Make an exact copy of each entry, leaving out every picture.

--- RECORDS SHOWN ---
┄┄┄┄┄┄┄┄┄┄

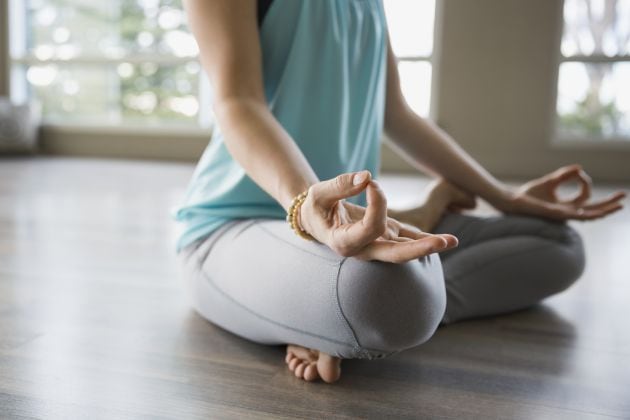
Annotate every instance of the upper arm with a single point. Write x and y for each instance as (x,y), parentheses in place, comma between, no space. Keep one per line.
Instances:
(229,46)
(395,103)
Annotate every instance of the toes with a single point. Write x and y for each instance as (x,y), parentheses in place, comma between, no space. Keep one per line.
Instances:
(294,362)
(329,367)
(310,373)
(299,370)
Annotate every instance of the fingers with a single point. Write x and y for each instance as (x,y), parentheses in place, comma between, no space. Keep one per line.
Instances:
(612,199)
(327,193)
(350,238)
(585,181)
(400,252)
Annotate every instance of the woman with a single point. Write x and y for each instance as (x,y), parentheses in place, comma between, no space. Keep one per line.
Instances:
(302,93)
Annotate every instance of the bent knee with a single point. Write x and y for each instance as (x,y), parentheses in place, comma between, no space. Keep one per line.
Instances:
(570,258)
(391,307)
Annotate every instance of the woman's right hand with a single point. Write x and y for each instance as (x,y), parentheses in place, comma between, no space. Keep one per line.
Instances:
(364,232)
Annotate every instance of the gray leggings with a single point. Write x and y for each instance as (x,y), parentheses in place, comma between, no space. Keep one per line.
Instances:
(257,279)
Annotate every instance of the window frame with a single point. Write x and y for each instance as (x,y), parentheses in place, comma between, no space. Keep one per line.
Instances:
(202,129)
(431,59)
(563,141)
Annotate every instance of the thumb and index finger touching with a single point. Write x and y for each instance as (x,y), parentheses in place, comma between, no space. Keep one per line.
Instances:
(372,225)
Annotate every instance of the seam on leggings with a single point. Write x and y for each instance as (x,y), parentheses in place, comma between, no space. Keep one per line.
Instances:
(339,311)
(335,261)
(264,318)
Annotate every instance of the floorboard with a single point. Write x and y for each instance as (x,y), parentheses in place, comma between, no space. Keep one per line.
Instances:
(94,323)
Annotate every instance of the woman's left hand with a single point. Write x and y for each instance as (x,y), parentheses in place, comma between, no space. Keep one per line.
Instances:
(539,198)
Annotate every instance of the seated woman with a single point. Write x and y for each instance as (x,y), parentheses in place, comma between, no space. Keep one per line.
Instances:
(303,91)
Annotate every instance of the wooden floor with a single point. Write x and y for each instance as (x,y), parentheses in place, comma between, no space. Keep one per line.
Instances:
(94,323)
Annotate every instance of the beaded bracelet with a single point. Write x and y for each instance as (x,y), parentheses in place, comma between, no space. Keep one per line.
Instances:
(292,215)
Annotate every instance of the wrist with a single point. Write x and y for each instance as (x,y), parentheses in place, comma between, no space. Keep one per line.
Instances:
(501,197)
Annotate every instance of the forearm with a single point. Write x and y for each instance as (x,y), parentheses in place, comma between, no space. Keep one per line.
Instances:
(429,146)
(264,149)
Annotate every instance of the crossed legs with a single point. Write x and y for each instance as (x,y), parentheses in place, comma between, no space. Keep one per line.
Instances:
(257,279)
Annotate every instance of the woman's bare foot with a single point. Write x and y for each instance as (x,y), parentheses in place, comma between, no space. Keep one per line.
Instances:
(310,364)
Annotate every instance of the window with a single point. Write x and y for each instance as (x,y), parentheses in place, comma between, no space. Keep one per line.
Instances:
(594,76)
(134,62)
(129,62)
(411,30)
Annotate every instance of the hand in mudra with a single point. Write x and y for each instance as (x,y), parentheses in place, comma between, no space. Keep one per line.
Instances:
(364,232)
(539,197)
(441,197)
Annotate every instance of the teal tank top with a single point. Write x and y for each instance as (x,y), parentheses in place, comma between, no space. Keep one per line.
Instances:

┄┄┄┄┄┄┄┄┄┄

--- PROBLEM SOLUTION ---
Annotate every instance of the upper arm with a single point. Write x and y for each instance as (x,y), parentheses in place, comma between, no space. Keep one per line.
Instances:
(229,46)
(395,103)
Annotate every instance of the toes with a single point. Write x and y for each instance as (x,y), parentheses in place, comma between, no space. Keep one per line.
Instances:
(294,362)
(329,367)
(310,373)
(299,370)
Annotate every instance of the fingers with a single point. Write x and y for each instance as (x,y), parentheses in place, comma between, no space. Keep one per line.
Instances:
(612,199)
(327,193)
(350,238)
(585,181)
(400,252)
Annotate every instance of the woman with a single point. Write x and y for each instance as (x,y), parentheses in place, comma between, no space. Keep one per line.
Instances:
(302,93)
Annotate every instance of the bent knee with a single point. Write x and y for each instance as (x,y), parentheses in place, comma between, no space. Keep one per line.
Instances:
(570,258)
(391,307)
Annotate every instance of the woman's right hand with a single point. Write x and y for each instance as (x,y), parentheses in place, comma between, no space. Keep one per line.
Instances:
(364,232)
Annotate every instance of the gray leggings with a single point. Write x and y for each instance as (x,y), parentheses in place, comma between, no space. Keep one per line.
Instances:
(257,279)
Annotate every instance of the window frame with a single point. Write x and y for each instance as (x,y), parentheses in place, comma between, no space. Keep one per line.
Instances:
(202,129)
(431,59)
(563,141)
Annotate every instance of the thumb and index finger touching with a single point. Write x and y for each instance as (x,y), parentheses in place, comma between, no space. Keep one per line.
Instances:
(372,225)
Annotate every instance of the seam on leggings with a single point. Write x and y for each instance as (x,y), parentheses in place, comma between, no space. Keep one per line.
Instances:
(339,311)
(335,261)
(264,318)
Annotate every instance of the floorboard with a single point. Write x and y for each instance as (x,y), parentheses in place, comma between, no space. Keep one per line.
Instances:
(94,323)
Annotate every instance of the woman's left hand with a single point. Write x and y for each instance as (x,y), parentheses in place, comma between, no space. Keep one per line.
Instances:
(539,198)
Annotate every instance of the seated woman with a single point. Write x and y for each instance as (x,y), parentheses in place, comma between, no space. Keep one per line.
Instances:
(303,91)
Annotate every instance of the wooden floor with a single point. Write x and y for each instance as (x,y), parentheses in place, comma between, no space. Keep one per line.
Instances:
(94,323)
Annotate every instance of the beaded bracelet with a single point. Write x and y for each instance as (x,y), parentheses in place, comma between, no space. Keep one per line.
Instances:
(292,215)
Annotate every instance of the wrist with a single point. Write x and y for each instance as (x,y), parentheses in place, comma between, no space. Keep one per line.
Instances:
(501,197)
Annotate every instance of the forearm with a single point. Write x and y for each instance as (x,y), parentheses in place, comma between, no space. Keep one per line.
Instances:
(429,146)
(264,149)
Annotate every instance of the crossed legs with a single point. Write x and y for each instance as (x,y), parentheses in place, comma between, no space. Keep one per line.
Instances:
(257,279)
Annotate every instance of the woman's bare foot with a single point. Write x and y for each instance as (x,y), parentheses in place, comma between, no space. Keep one per line.
Instances:
(310,364)
Annotate every instance of the window with a single point. Write x and y for each instance as (x,y), parentheses in place, comma between, no space. Keep one per line.
Instances:
(594,76)
(134,62)
(129,62)
(411,30)
Annotate every instance of the hand in mudra with a single point. Write x and y for each instance as (x,y), parentheses in place, comma between, no space. Keep one per line.
Instances:
(364,232)
(539,197)
(441,197)
Annotate every instance of the teal tank top with a single point. Write x and y for each instance as (x,y), parentheses in place, comma between, no space. Keep one per line.
Instances:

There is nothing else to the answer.